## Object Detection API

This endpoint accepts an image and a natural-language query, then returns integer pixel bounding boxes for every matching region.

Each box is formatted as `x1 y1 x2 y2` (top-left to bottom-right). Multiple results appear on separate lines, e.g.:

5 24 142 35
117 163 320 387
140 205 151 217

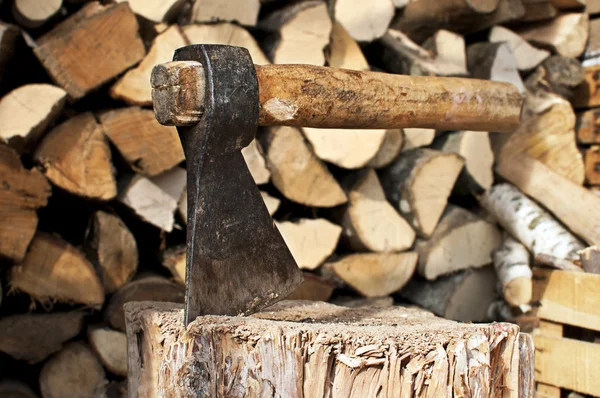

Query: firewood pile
0 0 600 397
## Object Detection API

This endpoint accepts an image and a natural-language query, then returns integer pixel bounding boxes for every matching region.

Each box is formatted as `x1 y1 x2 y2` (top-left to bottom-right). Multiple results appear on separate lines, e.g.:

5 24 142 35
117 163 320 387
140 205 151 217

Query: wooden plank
533 268 600 330
533 334 600 396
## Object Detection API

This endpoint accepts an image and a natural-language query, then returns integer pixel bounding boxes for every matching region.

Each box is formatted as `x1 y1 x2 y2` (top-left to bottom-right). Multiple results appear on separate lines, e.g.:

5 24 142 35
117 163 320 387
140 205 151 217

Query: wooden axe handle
152 61 523 132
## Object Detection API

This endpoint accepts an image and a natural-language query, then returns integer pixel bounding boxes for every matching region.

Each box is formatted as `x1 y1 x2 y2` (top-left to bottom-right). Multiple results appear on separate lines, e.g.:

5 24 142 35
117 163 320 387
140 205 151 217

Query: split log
118 175 178 232
182 23 270 65
333 0 395 42
499 99 585 185
275 218 342 270
260 191 281 215
127 295 531 397
242 140 271 185
367 129 404 169
85 211 138 294
302 127 386 169
325 252 418 297
12 0 62 29
467 42 525 92
379 148 464 237
415 205 502 280
392 0 525 43
325 22 369 70
9 232 104 308
260 127 347 207
33 2 145 99
116 0 186 23
0 311 85 364
400 267 497 322
40 342 108 398
480 184 584 259
192 0 260 26
0 84 67 152
259 1 332 65
490 26 550 71
110 25 188 105
434 131 494 194
402 129 435 152
341 169 415 252
100 107 185 177
493 234 532 307
104 276 185 332
584 145 600 185
496 154 600 245
0 143 50 262
286 272 335 301
34 112 117 200
516 13 589 58
88 327 127 376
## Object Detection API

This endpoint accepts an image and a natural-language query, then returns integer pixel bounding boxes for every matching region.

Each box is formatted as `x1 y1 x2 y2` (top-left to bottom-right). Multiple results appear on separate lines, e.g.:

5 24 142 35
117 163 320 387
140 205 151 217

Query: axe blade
174 45 302 325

_WORK TO DO_. Reproduce all of the data above, substituting "service" for every occurrence of "endpoint" and keeping everything else the same. Omit the pictures from your answer.

_IN RESPONSE_.
## Object Detection API

This service accepts an image and a natural-language query, then returns integer pixel bounding boxes for every matching region.

Each box is formatted as `x1 y1 x2 y2` (top-left to bottom-right). Multiple results appear on separate lines, e.g.:

5 24 142 35
117 163 320 387
140 205 151 217


Query: firewood pile
0 0 600 397
## Object Detection API

This service accepts an image and a natural-language query, then returns integer pixel bounding boxes for every matching region.

Each box is formatted as `x1 y1 x2 y2` (top-left to bottom-right). Multiple results appear on separate lines, e.g.:

5 24 142 35
117 163 320 387
140 205 151 217

Query: wooden plank
533 268 600 330
533 334 600 396
## Object Detection API

This service accepts an image and a natural-language query, then returns integer pixel bounding boxes for every matching region.

Each box is formatted as `x1 y1 x2 y2` (top-left to bottom-right). Multiple results appear on separate lines, e.g.:

5 24 142 35
117 163 320 387
140 205 151 217

Query: wooden axe handle
152 61 523 132
## Object Detection API

This service accepts an image and a natural-language query, then returns integer pixel bounding boxes for every matching region.

Each box is formatted as `x1 y1 x2 y2` (top-left to bottom-right). Multiple results appear on separate lines, e.g.:

5 24 142 35
117 163 320 387
140 205 151 217

Query: split log
118 175 178 232
182 23 270 65
333 0 395 42
499 99 585 185
275 218 342 270
260 191 281 215
127 295 531 397
242 140 271 185
367 129 404 169
85 211 138 294
302 127 386 169
325 252 418 297
12 0 62 29
467 42 525 92
379 148 464 237
415 205 502 280
392 0 525 43
325 22 369 70
9 232 104 308
260 127 347 207
33 2 145 99
116 0 186 23
0 311 85 364
400 267 497 322
40 342 108 398
480 184 584 259
192 0 260 26
0 84 67 152
259 1 332 65
490 26 550 71
110 25 188 105
434 131 494 194
402 129 435 152
341 169 415 252
100 107 185 177
493 234 532 307
104 276 185 332
584 145 600 185
496 154 600 245
0 143 50 262
286 272 335 301
34 112 117 200
516 13 589 58
88 327 127 376
## Object Detection API

This service accepts an image and a natural-language query, then returns integer pixel bounding boxes for every matching region.

Each box is formatted as `x1 y1 x2 y2` (top-left to bottom-right). Multiple results appear on separate lines, e.g.:

5 24 142 35
117 163 320 387
140 205 151 217

Query: axe blade
174 45 302 325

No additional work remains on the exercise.